**ENTRIES SUPPLIED:**

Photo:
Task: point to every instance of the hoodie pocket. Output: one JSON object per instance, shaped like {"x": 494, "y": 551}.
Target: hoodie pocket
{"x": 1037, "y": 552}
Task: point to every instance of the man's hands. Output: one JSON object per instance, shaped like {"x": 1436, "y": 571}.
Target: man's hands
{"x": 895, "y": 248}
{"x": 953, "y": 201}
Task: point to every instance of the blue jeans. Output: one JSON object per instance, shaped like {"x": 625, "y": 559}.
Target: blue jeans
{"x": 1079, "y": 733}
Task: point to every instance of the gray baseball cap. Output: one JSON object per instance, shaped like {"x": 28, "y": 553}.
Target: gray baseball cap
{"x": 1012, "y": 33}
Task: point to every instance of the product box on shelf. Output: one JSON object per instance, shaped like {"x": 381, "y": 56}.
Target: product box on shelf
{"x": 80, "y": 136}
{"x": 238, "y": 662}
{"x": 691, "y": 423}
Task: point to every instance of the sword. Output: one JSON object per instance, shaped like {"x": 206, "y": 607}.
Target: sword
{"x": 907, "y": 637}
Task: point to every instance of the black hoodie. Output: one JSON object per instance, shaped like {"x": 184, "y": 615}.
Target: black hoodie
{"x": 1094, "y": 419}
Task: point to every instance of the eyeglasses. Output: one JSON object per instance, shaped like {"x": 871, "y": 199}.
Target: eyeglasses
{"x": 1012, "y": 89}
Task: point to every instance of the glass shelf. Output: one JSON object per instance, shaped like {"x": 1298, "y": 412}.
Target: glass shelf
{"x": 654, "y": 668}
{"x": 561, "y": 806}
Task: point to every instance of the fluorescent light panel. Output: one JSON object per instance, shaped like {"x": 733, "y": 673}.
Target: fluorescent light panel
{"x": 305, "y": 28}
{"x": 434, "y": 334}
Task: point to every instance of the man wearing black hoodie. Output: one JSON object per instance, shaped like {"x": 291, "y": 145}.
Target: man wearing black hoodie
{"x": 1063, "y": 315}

**WORK TO COMPLETE:**
Copy out every one of the records above, line for line, without changing a single character.

**OUTPUT:**
Photo:
Task: point to every instance of the hoodie pocket. Output: one JSON object per instance, shaped like {"x": 494, "y": 551}.
Target: hoodie pocket
{"x": 1037, "y": 552}
Task: point to every instance of the man's hands. Output: one JSON object per instance, shaped like {"x": 1436, "y": 571}.
Target: man's hands
{"x": 895, "y": 248}
{"x": 953, "y": 201}
Task: point to every instance of the blue jeans. Output: one JSON object per instance, shaped like {"x": 625, "y": 559}.
Target: blue jeans
{"x": 1079, "y": 733}
Task: point to every instance of the gray baseball cap. Output: one JSON object per instance, shaped like {"x": 28, "y": 553}.
Target: gray baseball cap
{"x": 1012, "y": 33}
Task: point to every instance of the product box on shelf. Output: one JSON object per instance, shaped like {"x": 381, "y": 56}.
Target: product box on shelf
{"x": 80, "y": 136}
{"x": 238, "y": 662}
{"x": 691, "y": 423}
Task: point to every instance of the sword. Output: one JSON object per instance, shaped like {"x": 206, "y": 607}.
Target: sword
{"x": 907, "y": 637}
Task: point to every instance of the black hoodie. Output: one JSON object per instance, shaped like {"x": 184, "y": 615}.
Target: black hoodie
{"x": 1094, "y": 419}
Task: point to every instance of the eyeglasses. Output: one JSON object per instance, shaped like {"x": 871, "y": 199}.
Target: eyeglasses
{"x": 1012, "y": 89}
Task: point to every instance of the glass shelf. Output: one JSON object per instance, shaped like {"x": 1298, "y": 412}.
Target: glass shelf
{"x": 654, "y": 668}
{"x": 561, "y": 806}
Task: point to every instance of the fluorescent light panel. Output: one JSON object per instance, shaped like {"x": 733, "y": 673}.
Target: fluorescent light panel
{"x": 305, "y": 28}
{"x": 434, "y": 334}
Task: point to every instance of the man wearing black hoodie. Output: one JSON object per instance, shaped like {"x": 291, "y": 145}.
Target: man wearing black hoodie
{"x": 1063, "y": 315}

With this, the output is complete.